▸ **TASK ITEM**: Write out, character for character, the line containing "-- sample [156,43]." and all lines after it up to the end of the listing.

++++++++

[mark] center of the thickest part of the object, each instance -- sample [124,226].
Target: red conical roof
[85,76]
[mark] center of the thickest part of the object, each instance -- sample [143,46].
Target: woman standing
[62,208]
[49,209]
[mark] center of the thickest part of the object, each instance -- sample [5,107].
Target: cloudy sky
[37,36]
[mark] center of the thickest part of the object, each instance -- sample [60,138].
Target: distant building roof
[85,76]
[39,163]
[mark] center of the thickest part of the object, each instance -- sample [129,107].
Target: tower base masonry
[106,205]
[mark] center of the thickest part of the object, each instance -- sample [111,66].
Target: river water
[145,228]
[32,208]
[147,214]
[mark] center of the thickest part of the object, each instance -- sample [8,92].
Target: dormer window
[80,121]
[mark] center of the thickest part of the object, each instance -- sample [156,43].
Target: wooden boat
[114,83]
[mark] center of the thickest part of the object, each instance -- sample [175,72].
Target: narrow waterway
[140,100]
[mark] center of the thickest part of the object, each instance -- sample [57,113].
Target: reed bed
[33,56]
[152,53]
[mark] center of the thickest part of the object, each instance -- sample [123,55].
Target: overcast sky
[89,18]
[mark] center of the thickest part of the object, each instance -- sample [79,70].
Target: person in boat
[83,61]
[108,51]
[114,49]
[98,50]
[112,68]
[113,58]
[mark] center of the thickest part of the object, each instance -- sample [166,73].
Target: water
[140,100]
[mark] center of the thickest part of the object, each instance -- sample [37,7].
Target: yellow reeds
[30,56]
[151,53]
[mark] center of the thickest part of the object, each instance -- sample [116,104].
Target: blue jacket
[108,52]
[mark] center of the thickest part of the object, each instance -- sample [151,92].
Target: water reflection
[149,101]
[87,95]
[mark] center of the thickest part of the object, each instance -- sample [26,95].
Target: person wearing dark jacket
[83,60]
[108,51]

++++++++

▸ **RESPONSE BOX**:
[mark] center of the thickest part of the object, each instance -- sample [156,43].
Target: wooden boat
[114,83]
[mark] center of the thickest part of the object, each instance -- sample [175,72].
Target: narrow waterway
[140,100]
[mark] center of the thickest part of the object, each instance -- sample [57,113].
Target: reed bed
[33,56]
[152,53]
[mark] center of the thickest part of the object, each instance -- sample [123,55].
Target: overcast sky
[89,18]
[mark] center of the thickest part of the object, each instance -- sample [79,70].
Target: person in boat
[83,61]
[108,51]
[114,49]
[98,50]
[112,68]
[113,58]
[mark] center of the thickest part of the object, each instance -- sample [166,73].
Target: water
[140,100]
[mark] center of the thickest part of the object, each instance -- sample [37,7].
Target: yellow reeds
[30,56]
[151,53]
[mark] center of the thickest part of the object, each instance -- sample [116,104].
Target: blue jacket
[108,52]
[mark] center of the thickest part of the object, each instance -- sample [151,92].
Target: water reflection
[149,101]
[87,95]
[mark] center of the thickest part of the object, each instance -- sample [26,95].
Target: person wearing dark jacket
[83,60]
[108,51]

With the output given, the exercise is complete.